[DATA UNDER STUDY]

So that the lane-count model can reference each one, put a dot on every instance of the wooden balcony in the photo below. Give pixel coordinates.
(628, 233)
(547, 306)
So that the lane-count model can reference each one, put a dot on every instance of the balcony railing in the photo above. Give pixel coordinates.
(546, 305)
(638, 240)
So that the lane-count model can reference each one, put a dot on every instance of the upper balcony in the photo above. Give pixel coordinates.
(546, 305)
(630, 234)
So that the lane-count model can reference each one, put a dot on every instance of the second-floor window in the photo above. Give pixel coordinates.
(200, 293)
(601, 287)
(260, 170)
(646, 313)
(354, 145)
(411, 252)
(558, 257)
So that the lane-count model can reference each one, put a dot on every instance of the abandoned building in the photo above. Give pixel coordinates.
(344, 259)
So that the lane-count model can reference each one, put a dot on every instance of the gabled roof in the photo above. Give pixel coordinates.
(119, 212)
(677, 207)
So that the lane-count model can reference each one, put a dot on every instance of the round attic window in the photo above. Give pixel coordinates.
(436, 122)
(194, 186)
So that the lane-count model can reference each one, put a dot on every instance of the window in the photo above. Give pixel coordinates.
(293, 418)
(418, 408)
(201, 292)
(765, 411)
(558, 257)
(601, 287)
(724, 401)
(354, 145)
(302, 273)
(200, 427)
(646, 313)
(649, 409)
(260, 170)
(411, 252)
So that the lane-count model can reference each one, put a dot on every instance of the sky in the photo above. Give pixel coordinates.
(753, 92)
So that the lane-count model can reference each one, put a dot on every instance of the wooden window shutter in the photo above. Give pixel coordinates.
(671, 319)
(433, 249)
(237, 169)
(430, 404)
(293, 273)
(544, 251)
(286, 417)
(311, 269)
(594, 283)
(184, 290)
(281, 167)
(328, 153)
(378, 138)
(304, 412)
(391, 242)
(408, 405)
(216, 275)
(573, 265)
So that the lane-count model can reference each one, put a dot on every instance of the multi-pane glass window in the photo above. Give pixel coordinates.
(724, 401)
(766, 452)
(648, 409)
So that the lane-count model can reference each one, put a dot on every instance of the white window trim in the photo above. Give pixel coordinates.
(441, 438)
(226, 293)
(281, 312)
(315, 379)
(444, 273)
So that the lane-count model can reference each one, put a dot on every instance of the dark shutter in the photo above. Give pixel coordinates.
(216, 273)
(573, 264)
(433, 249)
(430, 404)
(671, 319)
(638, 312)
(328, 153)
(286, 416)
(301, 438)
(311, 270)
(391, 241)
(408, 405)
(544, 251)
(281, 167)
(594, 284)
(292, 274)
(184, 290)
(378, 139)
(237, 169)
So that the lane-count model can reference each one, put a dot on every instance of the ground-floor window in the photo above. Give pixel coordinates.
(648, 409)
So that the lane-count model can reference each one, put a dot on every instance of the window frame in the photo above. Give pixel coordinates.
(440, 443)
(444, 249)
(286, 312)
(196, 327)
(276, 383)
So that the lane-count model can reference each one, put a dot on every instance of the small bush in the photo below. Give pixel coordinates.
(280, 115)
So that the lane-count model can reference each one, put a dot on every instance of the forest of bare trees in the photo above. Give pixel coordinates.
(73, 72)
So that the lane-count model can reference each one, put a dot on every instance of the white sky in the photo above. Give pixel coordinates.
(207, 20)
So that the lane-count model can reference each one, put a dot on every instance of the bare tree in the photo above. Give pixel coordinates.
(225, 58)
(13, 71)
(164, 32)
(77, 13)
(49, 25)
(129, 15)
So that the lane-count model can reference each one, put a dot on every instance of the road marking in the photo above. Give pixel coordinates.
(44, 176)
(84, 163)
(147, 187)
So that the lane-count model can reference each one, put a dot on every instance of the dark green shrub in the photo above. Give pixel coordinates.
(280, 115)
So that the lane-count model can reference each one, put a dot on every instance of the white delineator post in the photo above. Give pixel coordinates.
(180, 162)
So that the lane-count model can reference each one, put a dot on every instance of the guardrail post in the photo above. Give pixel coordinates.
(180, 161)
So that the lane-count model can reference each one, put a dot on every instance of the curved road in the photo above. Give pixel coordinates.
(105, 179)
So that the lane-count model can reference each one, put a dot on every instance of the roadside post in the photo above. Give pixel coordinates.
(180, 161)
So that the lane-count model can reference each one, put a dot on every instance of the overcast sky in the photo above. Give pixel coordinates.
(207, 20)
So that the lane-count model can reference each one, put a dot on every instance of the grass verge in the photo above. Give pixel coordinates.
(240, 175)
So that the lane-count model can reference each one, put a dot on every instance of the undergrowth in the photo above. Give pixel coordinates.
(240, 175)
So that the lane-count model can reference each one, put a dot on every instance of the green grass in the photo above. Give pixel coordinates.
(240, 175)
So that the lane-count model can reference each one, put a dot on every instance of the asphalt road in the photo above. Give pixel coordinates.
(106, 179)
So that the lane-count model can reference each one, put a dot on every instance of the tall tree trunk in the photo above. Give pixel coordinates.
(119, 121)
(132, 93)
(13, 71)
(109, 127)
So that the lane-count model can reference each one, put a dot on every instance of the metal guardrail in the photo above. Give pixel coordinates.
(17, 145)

[/DATA UNDER STUDY]

--- EXERCISE ---
Each record is to be transcribed exactly and in full.

--- EXERCISE SOLUTION ---
So that the lane-count model can reference each one, put a dot on every instance of the wooden balcony in the photo below. Give pixel coordinates.
(628, 233)
(547, 306)
So that the lane-count model can reference each one, put a dot on every instance of the balcony railing in the photo above. Give pixel coordinates.
(546, 305)
(638, 240)
So that the lane-count model can reference each one, put a dot on every instance of the upper balcony in the photo above. Give pixel coordinates.
(546, 305)
(630, 234)
So that the lane-count model can reference each one, put a dot on every instance of the second-floor window in the photo above. Give pixel coordinates.
(200, 293)
(601, 287)
(260, 170)
(646, 313)
(354, 145)
(411, 252)
(558, 257)
So that the lane-count model can reference each one, put a dot on every instance of the abandoned building in the photo above. Give pixel coordinates.
(344, 259)
So that the lane-count model can reference each one, put a dot on every instance of the gabled roof in the photo above. Give pixel coordinates.
(119, 212)
(677, 207)
So that the lane-count model can reference each one, put a dot on every instance of the round attic window in the photo above. Give pixel coordinates.
(436, 122)
(194, 186)
So that the lane-count model can reference each one, put a dot on every instance of the window in the photo above. Give pixel coordinates.
(293, 418)
(418, 408)
(201, 292)
(765, 411)
(558, 257)
(601, 287)
(724, 401)
(354, 145)
(302, 273)
(200, 427)
(646, 313)
(649, 409)
(260, 170)
(411, 252)
So that the lane-count model can reference each one, put a dot on every instance of the sky in the photo above. Give pixel coordinates.
(753, 92)
So that the lane-count model can reference each one, put a dot on every instance of the wooden window shutter in the photo above. Give pixel coordinates.
(671, 319)
(433, 249)
(237, 169)
(430, 404)
(293, 273)
(544, 251)
(286, 417)
(311, 269)
(594, 283)
(184, 290)
(281, 167)
(328, 153)
(378, 138)
(304, 412)
(391, 242)
(408, 405)
(216, 275)
(573, 265)
So that the lane-count model can reference each one, put a dot on every instance of the multi-pane glass window in the photo above. Give pixel coordinates.
(724, 401)
(766, 452)
(648, 409)
So that the lane-count model can reference each one, put a dot on every instance of the white window trim in the photo above. Give pixel coordinates.
(441, 438)
(226, 293)
(281, 312)
(315, 379)
(444, 273)
So that the lane-count model can reference each one, put a dot on every instance of the dark shutter in the photo above. Give pixel coordinates.
(216, 273)
(573, 264)
(433, 249)
(430, 404)
(671, 319)
(638, 312)
(328, 153)
(286, 416)
(301, 438)
(311, 270)
(391, 241)
(408, 405)
(544, 251)
(281, 167)
(594, 284)
(292, 274)
(184, 290)
(378, 139)
(237, 169)
So that the lane-count model can reference each one, put a dot on every instance of the ground-floor window in the photo above. Give pixel coordinates.
(648, 409)
So that the lane-count model can reference each one, put a dot on every instance of the window frame in the photo above. Give pixel coordinates.
(440, 443)
(444, 249)
(286, 312)
(196, 327)
(276, 383)
So that the lane-count model can reference each one, put a dot on every instance of the small bush in the photo below. Give pixel coordinates.
(280, 115)
So that the lane-count model can reference each one, put a dot on every instance of the forest of bare trees in the photo above. Give pixel coordinates.
(73, 72)
So that the lane-count model can reference each one, put a dot on every instance of the white sky in the photo above. Give pixel coordinates.
(207, 20)
So that the lane-count model can reference each one, put a dot on every instance of the bare tree in the photo above. Give pixel coordinates.
(225, 58)
(13, 71)
(164, 32)
(77, 13)
(49, 25)
(129, 15)
So that the lane-count model can reference each one, put a dot on every instance of the road marking in the photo above. Give pixel coordinates.
(44, 176)
(84, 163)
(147, 187)
So that the lane-count model can reference each one, put a dot on every instance of the dark green shrub in the photo above. Give pixel coordinates.
(280, 115)
So that the lane-count model can reference each one, put a dot on every instance of the white delineator post in the photo above. Give pixel coordinates.
(180, 162)
So that the lane-count model can reference each one, put a dot on every instance of the guardrail post in the photo above. Give pixel coordinates.
(180, 161)
So that the lane-count model can reference each one, put a dot on every instance of the curved road in the photo above. Give pixel coordinates.
(105, 179)
So that the lane-count model can reference each one, put a dot on every instance of the roadside post in the photo above. Give pixel coordinates.
(180, 161)
So that the lane-count model can reference each one, put a dot on every instance of the overcast sky in the photo above. Give pixel coordinates.
(207, 20)
So that the lane-count model can reference each one, put a dot on every instance of the grass verge in the photo above. Give pixel coordinates.
(240, 175)
So that the lane-count model can reference each one, put a dot on every instance of the undergrowth in the photo above. Give pixel coordinates.
(240, 175)
So that the lane-count model can reference each one, put a dot on every instance of the green grass in the photo above. Give pixel coordinates.
(240, 175)
So that the lane-count model can reference each one, put a dot on every instance of the asphalt road in the photo above. Give pixel coordinates.
(106, 179)
So that the lane-count model can reference each one, put a dot on every instance of the tall tree trunk in the photo above. Give pixel coordinates.
(119, 121)
(132, 93)
(13, 71)
(109, 127)
So that the lane-count model can reference each one, put a dot on every instance of the metal guardrail in the photo above. Give pixel coordinates.
(17, 145)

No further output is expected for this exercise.